**Outline data**
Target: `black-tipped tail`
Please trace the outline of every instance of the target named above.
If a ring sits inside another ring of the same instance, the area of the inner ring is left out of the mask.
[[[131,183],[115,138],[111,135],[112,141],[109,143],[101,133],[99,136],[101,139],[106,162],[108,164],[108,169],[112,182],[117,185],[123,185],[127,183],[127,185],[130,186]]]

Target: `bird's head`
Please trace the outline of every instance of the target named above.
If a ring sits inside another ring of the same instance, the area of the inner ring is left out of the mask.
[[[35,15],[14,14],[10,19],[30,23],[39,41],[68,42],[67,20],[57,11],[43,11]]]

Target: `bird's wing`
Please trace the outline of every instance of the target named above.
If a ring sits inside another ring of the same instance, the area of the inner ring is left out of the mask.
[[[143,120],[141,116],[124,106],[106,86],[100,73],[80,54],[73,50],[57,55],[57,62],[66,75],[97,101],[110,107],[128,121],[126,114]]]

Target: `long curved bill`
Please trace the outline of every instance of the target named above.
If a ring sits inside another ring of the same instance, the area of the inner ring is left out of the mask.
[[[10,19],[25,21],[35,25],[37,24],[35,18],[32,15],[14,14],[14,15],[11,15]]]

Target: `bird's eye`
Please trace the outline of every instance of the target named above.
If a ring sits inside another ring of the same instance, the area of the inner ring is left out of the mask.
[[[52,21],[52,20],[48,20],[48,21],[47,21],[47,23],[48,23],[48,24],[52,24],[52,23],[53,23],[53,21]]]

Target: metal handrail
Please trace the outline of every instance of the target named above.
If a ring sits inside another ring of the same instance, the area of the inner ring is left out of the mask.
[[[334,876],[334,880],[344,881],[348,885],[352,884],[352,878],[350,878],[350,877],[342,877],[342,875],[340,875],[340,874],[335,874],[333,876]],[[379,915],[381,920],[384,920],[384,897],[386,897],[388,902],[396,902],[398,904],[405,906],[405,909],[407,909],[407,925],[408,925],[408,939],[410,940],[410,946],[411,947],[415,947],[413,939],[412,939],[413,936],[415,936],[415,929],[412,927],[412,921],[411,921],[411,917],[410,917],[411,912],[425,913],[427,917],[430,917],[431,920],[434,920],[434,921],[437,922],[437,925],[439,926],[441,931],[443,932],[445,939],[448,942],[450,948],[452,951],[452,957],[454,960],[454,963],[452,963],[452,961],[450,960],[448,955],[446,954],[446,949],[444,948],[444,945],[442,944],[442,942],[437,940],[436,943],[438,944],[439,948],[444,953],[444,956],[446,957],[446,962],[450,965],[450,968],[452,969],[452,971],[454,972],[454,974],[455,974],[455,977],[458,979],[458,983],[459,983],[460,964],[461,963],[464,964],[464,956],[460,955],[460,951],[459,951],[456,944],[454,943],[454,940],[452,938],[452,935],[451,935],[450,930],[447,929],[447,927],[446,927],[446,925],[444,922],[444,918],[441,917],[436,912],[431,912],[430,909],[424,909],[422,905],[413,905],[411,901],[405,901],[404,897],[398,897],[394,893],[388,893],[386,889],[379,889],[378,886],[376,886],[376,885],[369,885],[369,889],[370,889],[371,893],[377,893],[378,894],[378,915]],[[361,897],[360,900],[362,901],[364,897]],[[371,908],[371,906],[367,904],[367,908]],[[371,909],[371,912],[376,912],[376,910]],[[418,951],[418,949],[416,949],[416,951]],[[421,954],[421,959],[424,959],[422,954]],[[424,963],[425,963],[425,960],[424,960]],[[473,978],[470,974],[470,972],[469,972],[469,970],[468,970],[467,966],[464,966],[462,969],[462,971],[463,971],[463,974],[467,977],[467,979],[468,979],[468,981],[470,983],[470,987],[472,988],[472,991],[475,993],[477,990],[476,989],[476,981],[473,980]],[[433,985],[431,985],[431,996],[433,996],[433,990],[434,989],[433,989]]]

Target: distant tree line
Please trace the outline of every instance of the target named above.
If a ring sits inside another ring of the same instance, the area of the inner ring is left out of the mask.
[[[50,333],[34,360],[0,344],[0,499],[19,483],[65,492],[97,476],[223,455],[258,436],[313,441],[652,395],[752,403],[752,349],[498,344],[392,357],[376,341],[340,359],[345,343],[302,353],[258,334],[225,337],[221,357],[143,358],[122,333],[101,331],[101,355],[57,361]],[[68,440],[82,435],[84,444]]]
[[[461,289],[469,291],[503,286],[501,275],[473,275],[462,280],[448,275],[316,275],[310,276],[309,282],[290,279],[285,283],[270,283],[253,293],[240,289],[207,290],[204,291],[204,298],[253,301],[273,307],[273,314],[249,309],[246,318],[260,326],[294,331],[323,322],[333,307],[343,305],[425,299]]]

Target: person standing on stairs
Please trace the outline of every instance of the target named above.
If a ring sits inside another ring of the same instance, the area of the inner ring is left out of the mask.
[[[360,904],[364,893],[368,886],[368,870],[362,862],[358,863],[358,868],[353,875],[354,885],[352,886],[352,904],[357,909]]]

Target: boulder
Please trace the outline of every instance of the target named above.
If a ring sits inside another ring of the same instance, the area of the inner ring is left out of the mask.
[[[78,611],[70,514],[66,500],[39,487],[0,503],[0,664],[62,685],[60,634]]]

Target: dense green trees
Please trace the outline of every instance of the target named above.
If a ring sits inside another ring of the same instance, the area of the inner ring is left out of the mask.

**DESCRIPTION OF THE TASK**
Identify each line in the data that includes the word "bird", and reproduce every such line in full.

**REPLY**
Target: `bird's head`
Target: `bird's wing`
Target: `bird's eye`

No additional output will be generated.